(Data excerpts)
---+---
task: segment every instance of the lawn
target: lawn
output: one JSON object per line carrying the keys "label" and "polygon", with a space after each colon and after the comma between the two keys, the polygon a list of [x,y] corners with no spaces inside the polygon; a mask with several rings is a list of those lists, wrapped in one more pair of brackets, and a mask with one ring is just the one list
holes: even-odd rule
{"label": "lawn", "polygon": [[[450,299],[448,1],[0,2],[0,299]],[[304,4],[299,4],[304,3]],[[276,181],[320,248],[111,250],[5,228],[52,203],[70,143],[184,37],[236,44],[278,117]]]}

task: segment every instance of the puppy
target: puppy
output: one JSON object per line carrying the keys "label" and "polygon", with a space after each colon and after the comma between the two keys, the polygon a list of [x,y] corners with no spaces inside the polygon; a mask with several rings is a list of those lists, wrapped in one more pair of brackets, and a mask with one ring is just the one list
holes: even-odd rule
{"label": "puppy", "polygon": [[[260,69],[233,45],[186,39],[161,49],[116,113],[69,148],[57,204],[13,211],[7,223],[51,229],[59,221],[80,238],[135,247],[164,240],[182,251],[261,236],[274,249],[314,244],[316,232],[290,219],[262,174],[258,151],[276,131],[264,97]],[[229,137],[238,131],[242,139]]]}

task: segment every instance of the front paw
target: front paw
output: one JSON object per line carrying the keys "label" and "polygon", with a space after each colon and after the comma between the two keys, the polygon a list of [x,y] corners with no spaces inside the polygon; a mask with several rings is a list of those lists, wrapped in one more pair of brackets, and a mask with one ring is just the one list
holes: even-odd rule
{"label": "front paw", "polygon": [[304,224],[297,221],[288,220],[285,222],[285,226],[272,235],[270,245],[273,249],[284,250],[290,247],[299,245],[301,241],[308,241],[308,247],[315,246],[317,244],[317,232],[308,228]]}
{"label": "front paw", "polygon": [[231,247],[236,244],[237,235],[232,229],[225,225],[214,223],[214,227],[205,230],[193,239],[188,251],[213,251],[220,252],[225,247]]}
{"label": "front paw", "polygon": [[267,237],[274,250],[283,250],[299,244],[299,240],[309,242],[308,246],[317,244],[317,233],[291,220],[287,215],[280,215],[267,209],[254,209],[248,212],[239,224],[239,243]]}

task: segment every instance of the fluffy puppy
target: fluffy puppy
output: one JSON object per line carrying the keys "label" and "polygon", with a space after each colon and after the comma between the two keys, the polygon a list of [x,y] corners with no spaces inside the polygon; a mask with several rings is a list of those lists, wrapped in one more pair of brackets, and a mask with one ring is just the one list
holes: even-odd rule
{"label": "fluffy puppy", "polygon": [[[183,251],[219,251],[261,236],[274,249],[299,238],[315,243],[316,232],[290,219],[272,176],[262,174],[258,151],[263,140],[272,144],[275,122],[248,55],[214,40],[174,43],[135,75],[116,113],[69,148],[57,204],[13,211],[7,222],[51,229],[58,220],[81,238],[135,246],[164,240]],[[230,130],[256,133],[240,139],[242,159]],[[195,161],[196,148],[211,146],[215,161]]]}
---+---
- ASSIGNMENT: Find the line that contains "target: fluffy puppy". Write out that line and every line after it through the end of the data, exactly, and nothing else.

- THE ANSWER:
target: fluffy puppy
output: one JSON object per line carrying the keys "label" and "polygon", with a space after each colon and after the comma between the two keys, the polygon a list of [x,y] corners with no spaces inside the polygon; a mask with several rings is a list of those lists, wrapped in one more pair of brackets, and a mask with one ring is just the one list
holes: even-odd rule
{"label": "fluffy puppy", "polygon": [[[183,251],[219,251],[261,236],[274,249],[299,238],[315,243],[316,232],[290,219],[272,176],[262,174],[258,151],[263,140],[272,144],[275,122],[248,55],[214,40],[174,43],[135,75],[116,113],[69,148],[57,204],[13,211],[7,222],[51,229],[58,220],[81,238],[135,246],[164,240]],[[230,130],[256,133],[240,139],[242,159]],[[195,161],[196,148],[211,146],[215,161]]]}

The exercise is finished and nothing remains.